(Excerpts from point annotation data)
┏━━

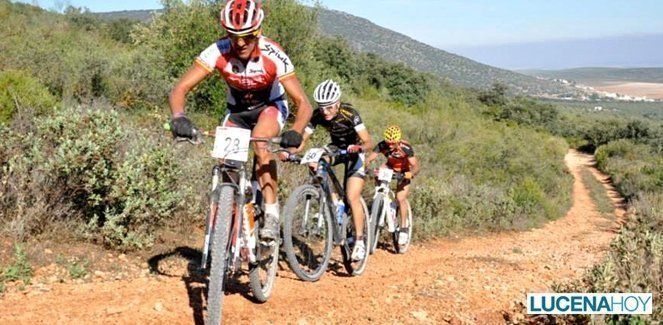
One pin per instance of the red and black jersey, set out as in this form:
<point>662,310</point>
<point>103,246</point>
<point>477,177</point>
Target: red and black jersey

┗━━

## Stated exercise:
Copy out the text of each entry above word for word, leaving out the pictures.

## Full answer:
One pin per instance of the red and black jersey, set out as in this form:
<point>662,310</point>
<point>103,246</point>
<point>477,177</point>
Target: red and black jersey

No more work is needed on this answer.